[start of DATASET EXTRACT]

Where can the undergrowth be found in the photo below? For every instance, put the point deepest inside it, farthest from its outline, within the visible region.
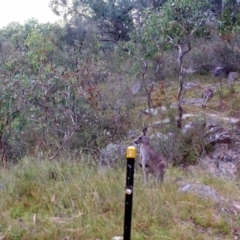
(73, 200)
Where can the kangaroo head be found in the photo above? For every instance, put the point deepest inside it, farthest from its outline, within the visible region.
(142, 139)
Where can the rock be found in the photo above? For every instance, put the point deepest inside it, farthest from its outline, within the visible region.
(136, 88)
(110, 155)
(2, 187)
(219, 72)
(132, 134)
(201, 190)
(190, 85)
(155, 111)
(222, 137)
(232, 76)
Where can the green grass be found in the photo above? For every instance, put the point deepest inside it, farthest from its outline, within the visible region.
(70, 200)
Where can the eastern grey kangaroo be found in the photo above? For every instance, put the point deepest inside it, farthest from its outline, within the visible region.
(207, 96)
(150, 160)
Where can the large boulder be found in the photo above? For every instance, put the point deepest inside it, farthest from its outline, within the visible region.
(219, 72)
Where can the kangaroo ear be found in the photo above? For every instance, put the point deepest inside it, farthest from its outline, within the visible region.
(145, 131)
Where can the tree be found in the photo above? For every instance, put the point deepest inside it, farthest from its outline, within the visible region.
(174, 26)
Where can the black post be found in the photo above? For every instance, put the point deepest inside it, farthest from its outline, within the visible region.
(131, 155)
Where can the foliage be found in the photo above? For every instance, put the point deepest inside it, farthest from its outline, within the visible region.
(64, 199)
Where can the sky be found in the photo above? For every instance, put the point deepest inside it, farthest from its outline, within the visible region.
(23, 10)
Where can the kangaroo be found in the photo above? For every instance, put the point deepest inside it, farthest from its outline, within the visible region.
(149, 160)
(207, 96)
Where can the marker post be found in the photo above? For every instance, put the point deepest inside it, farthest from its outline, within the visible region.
(131, 155)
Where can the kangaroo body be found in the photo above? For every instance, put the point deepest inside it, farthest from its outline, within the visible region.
(150, 160)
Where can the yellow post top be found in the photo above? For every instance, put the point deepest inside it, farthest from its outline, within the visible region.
(131, 152)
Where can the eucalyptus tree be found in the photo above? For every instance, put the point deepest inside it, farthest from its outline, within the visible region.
(173, 26)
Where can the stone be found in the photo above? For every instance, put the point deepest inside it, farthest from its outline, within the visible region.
(219, 72)
(232, 76)
(201, 190)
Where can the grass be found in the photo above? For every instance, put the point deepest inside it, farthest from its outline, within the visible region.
(70, 200)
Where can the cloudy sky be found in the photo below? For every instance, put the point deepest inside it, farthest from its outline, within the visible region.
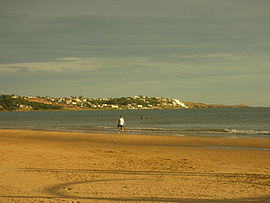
(211, 51)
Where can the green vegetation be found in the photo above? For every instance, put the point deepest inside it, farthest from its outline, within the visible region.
(13, 103)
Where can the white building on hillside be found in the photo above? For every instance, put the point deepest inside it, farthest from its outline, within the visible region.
(180, 103)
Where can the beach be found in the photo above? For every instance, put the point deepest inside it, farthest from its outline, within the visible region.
(47, 166)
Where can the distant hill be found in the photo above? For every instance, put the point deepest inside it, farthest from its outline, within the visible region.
(23, 103)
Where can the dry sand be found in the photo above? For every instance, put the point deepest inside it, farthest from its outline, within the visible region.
(40, 166)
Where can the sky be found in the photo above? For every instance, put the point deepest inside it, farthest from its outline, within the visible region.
(209, 51)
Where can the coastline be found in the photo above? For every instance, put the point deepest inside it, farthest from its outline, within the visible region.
(66, 166)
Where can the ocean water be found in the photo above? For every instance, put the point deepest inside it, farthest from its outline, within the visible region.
(214, 122)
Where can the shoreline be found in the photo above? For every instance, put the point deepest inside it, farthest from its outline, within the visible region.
(85, 167)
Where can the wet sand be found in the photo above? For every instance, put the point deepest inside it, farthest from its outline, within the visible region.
(41, 166)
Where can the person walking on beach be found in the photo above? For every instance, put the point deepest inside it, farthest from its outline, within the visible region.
(121, 123)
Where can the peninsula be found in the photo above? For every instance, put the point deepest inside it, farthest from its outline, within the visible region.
(30, 103)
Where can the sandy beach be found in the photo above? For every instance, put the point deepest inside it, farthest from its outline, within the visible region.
(42, 166)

[end of DATASET EXTRACT]

• _WRITTEN TASK_
Transcribe all entries above exactly. Drop the pictures.

• _EXERCISE RESULT_
Where can the undergrowth be found in the photo below? For every instance, put the point deepest inside it, farthest from its outline, within the visible region.
(73, 200)
Where can the kangaroo head be found in the photo above? For every instance, put the point deepest inside it, farthest from its outline, within the visible region.
(142, 139)
Where can the rock be found in the photo above? For every instance, put the point deepest inside it, farthest from its outline, within the visible region.
(136, 88)
(110, 155)
(2, 187)
(219, 72)
(132, 134)
(201, 190)
(190, 85)
(155, 111)
(222, 137)
(232, 76)
Where can the green grass be found in the photo above? For every instance, put the point deepest inside it, farthest from its outline, within the visible region.
(70, 200)
Where can the eastern grey kangaroo be found in the photo above? For every instance, put the point deepest inside it, farthest from its outline, within the visible region.
(207, 96)
(150, 160)
Where can the large boulder be found in the photo above? For every instance, put the point deepest inside it, farthest from its outline, within the visible region.
(219, 72)
Where can the kangaroo ear be found in the photo above? For every instance, put the point deepest inside it, farthest from its outline, within the visible region.
(145, 131)
Where can the tree be found in the photo above? For every instance, put the point deepest inside it, farthest from its outline, within the visible region.
(174, 26)
Where can the black post be found in the photo above? For every instance, put the point deepest inside it, farthest from its outline, within the visible region.
(131, 155)
Where can the foliage be found in the photo above? For every instance, put the point deepest inside it, farthest from its outline, within the visible region.
(64, 199)
Where can the sky be found in the photo above? For every instance, put the point deepest inside it, farthest from its outline, within the visible region.
(23, 10)
Where can the kangaroo be found in the photo above? For every instance, put the point deepest inside it, farthest from its outline, within the visible region.
(149, 160)
(207, 96)
Where can the marker post be found in the photo above? For every instance, put the point deepest inside it, farthest from its outline, within the visible region.
(131, 155)
Where can the kangaroo body be found in the photo above? For every instance, put the point deepest inside it, farthest from its outline, within the visible region.
(150, 160)
Where can the yellow post top be found in the photo above? For every instance, put the point deepest inside it, farthest from its outline, within the visible region.
(131, 152)
Where can the eucalyptus tree be found in the photo above? For every instance, put the point deepest inside it, farthest from its outline, within the visible region.
(173, 26)
Where can the stone be found in the photo above? For every instance, put the point deepest inside it, farthest from its outline, within the visible region.
(219, 72)
(232, 76)
(201, 190)
Where can the grass be found in the photo above? For every instance, put the point deepest inside it, farthest from its outline, within the visible region.
(70, 200)
Where can the cloudy sky be found in the photo below? For every instance, put the point deepest inside it, farthest from its outline, within the visible region.
(211, 51)
Where can the green vegetation be found in the photo above? For every instance, put the point deepest inside it, farthest from its outline, within the visible region.
(13, 103)
Where can the white building on hillside be found in the photo above? For every instance, put the point deepest inside it, farthest from its outline, within the visible region.
(180, 103)
Where can the beach be found in the photo above? For every instance, put the point deepest inside it, farthest from its outline, within the visible region.
(47, 166)
Where can the distant hill be found in the photo above? For every instance, put the point deepest inside it, farthest from its outline, within the visible region.
(23, 103)
Where can the dry sand be found in the photo above? For every instance, put the point deepest inside it, farthest from its outline, within the visible region.
(40, 166)
Where can the sky be found in the photo above? For every instance, put the point deepest inside it, farthest from its outline, within the visible region.
(209, 51)
Where can the coastline be found in the photo above? For every instance, put the point deepest inside it, farthest from its outline, within the visible region.
(66, 166)
Where can the ocean water be found in the photo above? For every instance, put the point deepest inside it, farthest from its outline, within the visible region.
(214, 122)
Where can the shoreline be found in the photo above? For every instance, put the point deepest inside it, farthest from its outline, within the visible region.
(85, 167)
Where can the wet sand be found in the photo above? For every instance, put the point deepest inside it, farthest from its outline, within the visible region.
(41, 166)
Where can the person walking on beach be found in the photo above? For every instance, put the point deepest inside it, farthest from its outline, within the visible region.
(121, 123)
Where can the peninsula be found in the photo above? For every instance, put the point deepest inside it, farthest from its outline, within the visible region.
(30, 103)
Where can the sandy beach be found in the photo above? For every instance, put the point deepest inside it, farthest from its outline, within the visible region.
(42, 166)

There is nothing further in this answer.